*Dataset entries*.
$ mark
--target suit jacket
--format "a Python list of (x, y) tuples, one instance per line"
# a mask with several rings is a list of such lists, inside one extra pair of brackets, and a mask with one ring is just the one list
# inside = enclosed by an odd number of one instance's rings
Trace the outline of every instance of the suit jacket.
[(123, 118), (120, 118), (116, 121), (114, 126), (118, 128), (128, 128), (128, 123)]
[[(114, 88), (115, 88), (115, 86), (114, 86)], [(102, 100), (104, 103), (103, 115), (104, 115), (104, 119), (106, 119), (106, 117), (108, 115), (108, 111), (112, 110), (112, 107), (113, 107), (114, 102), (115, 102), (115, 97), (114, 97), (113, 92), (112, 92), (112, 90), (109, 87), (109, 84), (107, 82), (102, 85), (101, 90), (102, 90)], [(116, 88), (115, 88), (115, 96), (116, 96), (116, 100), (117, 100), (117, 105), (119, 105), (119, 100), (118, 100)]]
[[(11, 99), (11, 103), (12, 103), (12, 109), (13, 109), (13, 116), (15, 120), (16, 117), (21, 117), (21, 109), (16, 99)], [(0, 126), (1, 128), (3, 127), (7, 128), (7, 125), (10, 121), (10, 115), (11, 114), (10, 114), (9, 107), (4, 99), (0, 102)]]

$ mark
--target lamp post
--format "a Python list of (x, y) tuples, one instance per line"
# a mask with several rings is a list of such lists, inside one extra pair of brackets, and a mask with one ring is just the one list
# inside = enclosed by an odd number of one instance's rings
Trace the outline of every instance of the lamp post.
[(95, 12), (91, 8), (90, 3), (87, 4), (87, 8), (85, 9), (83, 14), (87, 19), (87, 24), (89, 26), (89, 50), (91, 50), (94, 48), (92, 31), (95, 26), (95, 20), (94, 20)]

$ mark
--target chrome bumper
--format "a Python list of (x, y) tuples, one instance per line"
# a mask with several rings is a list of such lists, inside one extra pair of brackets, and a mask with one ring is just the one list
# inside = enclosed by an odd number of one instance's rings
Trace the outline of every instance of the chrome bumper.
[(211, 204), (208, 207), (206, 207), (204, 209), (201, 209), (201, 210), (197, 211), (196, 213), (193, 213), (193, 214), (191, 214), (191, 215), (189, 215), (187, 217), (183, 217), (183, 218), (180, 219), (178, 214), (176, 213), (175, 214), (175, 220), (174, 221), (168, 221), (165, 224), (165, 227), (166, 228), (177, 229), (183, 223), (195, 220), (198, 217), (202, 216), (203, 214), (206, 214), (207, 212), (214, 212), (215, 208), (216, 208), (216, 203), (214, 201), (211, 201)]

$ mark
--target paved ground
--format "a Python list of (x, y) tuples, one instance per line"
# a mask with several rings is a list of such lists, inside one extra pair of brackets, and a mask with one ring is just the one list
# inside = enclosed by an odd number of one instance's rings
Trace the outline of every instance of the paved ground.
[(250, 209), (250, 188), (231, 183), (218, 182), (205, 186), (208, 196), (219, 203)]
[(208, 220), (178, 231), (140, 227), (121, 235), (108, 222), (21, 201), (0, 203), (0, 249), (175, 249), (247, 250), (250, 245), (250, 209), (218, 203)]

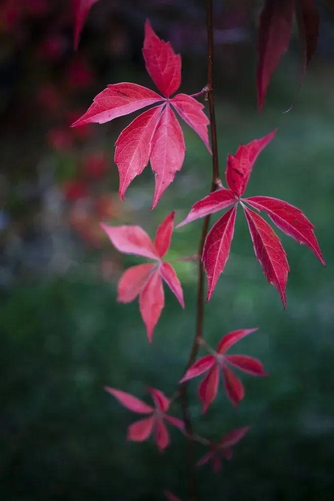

*YOUR OBJECTIVE*. Gather every line in the records above that contains the string "suit". Case counts.

*FULL RESPONSE*.
--target suit jacket
Trace the outline of every instance of the suit jacket.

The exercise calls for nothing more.